RECORDS TO PROCESS ::

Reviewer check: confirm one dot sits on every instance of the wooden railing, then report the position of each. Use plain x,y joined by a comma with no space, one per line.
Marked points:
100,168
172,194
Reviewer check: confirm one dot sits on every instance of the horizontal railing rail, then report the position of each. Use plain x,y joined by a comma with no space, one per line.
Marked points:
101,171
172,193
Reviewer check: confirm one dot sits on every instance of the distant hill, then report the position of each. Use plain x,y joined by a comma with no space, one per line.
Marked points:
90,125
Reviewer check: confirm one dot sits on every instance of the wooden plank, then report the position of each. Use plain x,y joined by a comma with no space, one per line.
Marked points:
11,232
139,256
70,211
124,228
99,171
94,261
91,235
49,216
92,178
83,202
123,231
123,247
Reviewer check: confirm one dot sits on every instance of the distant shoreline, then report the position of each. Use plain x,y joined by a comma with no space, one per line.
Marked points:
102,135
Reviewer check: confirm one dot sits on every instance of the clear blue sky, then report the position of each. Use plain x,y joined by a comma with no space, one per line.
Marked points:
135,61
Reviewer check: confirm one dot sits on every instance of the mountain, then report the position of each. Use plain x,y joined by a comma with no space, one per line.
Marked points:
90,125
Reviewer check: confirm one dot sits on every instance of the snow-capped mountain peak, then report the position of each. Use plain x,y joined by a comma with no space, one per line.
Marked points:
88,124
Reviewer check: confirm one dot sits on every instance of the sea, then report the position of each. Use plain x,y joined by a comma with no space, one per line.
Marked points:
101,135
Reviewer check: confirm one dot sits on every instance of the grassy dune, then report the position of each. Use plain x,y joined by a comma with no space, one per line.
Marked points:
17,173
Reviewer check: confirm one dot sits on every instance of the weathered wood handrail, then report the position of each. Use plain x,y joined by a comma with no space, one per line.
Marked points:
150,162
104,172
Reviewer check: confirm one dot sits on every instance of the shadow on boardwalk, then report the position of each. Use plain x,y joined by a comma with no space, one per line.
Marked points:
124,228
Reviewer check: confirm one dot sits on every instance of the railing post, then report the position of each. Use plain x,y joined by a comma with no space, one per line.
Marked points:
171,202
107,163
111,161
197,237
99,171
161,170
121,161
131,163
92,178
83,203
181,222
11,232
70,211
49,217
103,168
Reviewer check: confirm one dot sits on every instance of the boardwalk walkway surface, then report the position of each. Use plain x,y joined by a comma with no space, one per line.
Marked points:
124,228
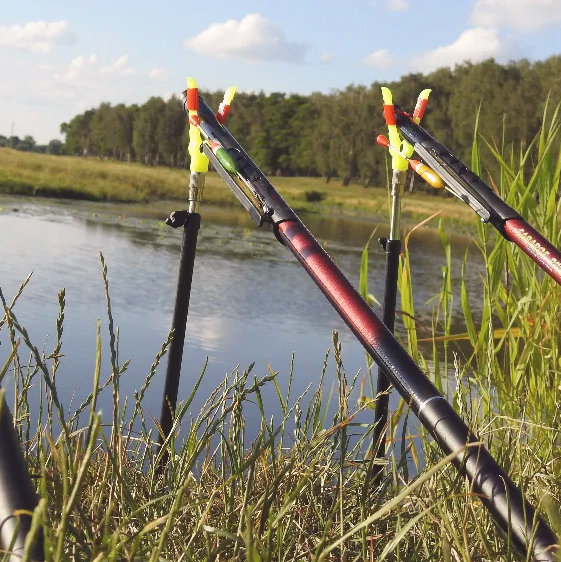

REQUIREMENT ::
Repeat the listing exactly, minus its pictures.

THE COMPLETED TASK ::
Reviewer check: confirm one dot sits on every instance of the wooden railing, then report the position of each. Use plain x,y joined by a comma with no space, one per line.
Marked points:
100,168
172,194
Reviewer check: confirm one dot sits on every instance of the horizontal railing rail, then report the position of each. Use plain x,y joined by a comma with no space, one per line.
Marked points:
101,171
172,193
Reviewer check: confirm one dot sits on every instance of the distant hill, then report the position of each. Use plain x,y joined by a comma with no space, one per line.
Marked points:
90,125
Reviewer check: confirm one dot sits on every instance of the wooden plank, then report the position of each. Use plain x,y joined by a comma with no space, one per line.
Marked points:
11,232
139,256
70,211
124,228
99,171
94,261
91,235
49,216
92,178
83,202
123,231
123,247
Reviewer check: confirm one dot sits on every instance of the distant shoreline, then report the position of each. Use plain x,y joined by a comma with no space, one per line.
Marked points:
102,135
Reviewer check: confirm one dot sits on every instance of the clear blue sky, then report the position of each. Use plain x,y joined by a comma with no space, one per line.
Marked points:
135,61
Reviewer check: confirm one dot sits on every instance of the mountain, then report the position of each. Use plain x,y joined by a comma with no space, one per line.
Marked points:
90,125
Reviewer check: confirm one dot sits on every instance of the snow-capped mountain peak, then report the position of each. Use plain x,y joined by a comma with no space, one per line.
Marked points:
88,124
Reviewer check: confirm one dot sits on every instance of the sea, then report the position of each. Use plain x,y joined by a comma with no space, one per line.
Marked points:
101,135
Reviewer check: confirm one dot sits on every instance of the grassy dune, then report the position of each. Use plain x,y joined by a comma with no space, one per line.
Marked points:
17,173
Reviewer check: confirm one dot sits on every instance of the weathered wood handrail, then report the position of each. Use plain x,y joined by a comma with no space, one per line.
Marked points:
150,162
104,172
Reviewer check: confirm one dot sits on every instance of the shadow on boardwalk, then report the position of each. Use plain x,y joined by a comma with no space, one per line.
Marked points:
124,228
Reviewer check: confirm one dot sits on every instance of the railing post, then report the position of each. Use plain x,y joined by a comma with no space, one per line.
Marked points:
171,202
107,163
111,161
197,237
99,171
161,170
121,161
131,163
92,178
83,203
181,222
11,232
70,211
49,217
103,168
Reviewer check: confirm one dot sits on every instance of the boardwalk walkway surface, then report the position of each. Use plain x,y joined by a comma with no space, one per line.
Marked points:
124,228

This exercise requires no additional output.